**Exercise description:**
Whenever a line below holds the word "mailbox", copy that line.

*-*-*

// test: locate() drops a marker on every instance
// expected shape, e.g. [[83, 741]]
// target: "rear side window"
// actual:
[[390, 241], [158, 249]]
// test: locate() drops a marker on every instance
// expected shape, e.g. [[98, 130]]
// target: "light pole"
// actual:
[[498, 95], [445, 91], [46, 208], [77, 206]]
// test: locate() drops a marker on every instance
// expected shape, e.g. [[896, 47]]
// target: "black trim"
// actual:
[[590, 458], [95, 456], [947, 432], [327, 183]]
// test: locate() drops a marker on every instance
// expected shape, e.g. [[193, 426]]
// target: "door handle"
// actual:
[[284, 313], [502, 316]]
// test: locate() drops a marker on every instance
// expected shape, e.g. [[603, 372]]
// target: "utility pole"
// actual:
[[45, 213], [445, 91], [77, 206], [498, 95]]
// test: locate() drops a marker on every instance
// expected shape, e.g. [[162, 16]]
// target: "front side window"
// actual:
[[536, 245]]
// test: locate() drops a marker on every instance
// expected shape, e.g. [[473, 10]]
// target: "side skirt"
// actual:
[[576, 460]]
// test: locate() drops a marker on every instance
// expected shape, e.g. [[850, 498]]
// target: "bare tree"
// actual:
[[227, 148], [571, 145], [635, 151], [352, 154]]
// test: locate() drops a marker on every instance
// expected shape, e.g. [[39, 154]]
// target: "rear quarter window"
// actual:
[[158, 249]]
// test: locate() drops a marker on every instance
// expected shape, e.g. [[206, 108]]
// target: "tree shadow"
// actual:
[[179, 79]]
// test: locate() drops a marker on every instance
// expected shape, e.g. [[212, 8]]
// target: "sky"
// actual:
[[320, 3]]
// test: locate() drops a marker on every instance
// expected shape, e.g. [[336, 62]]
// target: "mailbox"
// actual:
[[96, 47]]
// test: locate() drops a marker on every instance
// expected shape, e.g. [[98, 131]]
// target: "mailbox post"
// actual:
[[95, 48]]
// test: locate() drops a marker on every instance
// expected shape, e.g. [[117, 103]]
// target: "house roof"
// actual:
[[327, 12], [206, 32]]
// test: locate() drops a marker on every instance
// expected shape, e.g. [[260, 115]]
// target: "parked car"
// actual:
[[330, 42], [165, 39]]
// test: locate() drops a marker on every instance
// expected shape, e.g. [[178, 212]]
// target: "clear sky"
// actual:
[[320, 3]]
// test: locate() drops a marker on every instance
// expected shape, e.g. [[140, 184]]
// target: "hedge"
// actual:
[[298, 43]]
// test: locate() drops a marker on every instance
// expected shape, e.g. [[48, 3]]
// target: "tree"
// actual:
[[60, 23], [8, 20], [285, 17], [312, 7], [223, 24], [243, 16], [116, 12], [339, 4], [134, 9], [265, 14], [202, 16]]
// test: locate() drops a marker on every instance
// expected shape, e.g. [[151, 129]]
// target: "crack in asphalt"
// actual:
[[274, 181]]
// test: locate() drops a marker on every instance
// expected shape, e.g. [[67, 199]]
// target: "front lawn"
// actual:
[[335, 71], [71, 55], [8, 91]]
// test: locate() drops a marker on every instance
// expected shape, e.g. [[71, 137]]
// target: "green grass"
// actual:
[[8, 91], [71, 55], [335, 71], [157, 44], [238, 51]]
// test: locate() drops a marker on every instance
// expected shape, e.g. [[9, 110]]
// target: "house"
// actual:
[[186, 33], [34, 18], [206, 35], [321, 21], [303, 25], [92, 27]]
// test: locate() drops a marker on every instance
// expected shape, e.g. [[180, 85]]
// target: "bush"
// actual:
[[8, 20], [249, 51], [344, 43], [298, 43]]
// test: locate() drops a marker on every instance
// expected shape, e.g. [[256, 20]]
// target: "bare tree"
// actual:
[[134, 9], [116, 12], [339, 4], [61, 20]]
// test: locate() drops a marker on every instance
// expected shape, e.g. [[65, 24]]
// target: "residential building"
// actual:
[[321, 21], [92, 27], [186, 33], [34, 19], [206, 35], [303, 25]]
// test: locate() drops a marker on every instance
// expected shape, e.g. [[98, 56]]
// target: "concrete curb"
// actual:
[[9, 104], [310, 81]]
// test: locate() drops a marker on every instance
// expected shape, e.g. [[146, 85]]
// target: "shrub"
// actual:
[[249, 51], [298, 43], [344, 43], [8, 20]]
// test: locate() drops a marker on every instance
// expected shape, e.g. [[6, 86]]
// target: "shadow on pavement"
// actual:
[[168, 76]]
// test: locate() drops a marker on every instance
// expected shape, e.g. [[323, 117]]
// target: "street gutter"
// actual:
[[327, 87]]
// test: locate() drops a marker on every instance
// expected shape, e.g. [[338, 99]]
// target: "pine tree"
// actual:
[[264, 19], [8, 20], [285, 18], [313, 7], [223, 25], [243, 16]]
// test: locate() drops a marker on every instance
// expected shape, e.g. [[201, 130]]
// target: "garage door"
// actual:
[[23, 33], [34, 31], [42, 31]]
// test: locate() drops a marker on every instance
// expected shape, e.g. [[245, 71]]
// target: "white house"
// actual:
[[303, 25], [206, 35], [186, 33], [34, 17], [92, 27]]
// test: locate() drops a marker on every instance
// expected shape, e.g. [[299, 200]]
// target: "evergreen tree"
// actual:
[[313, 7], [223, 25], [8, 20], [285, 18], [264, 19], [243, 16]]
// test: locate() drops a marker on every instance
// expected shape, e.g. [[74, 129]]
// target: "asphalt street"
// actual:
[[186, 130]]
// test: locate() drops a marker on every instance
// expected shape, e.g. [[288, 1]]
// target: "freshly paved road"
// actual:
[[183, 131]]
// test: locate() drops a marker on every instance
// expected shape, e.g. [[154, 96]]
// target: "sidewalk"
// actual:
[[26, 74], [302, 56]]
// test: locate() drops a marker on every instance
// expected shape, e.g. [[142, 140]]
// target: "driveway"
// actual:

*-*-*

**Response to the exercise:**
// target: "mailbox"
// target: "mailbox post"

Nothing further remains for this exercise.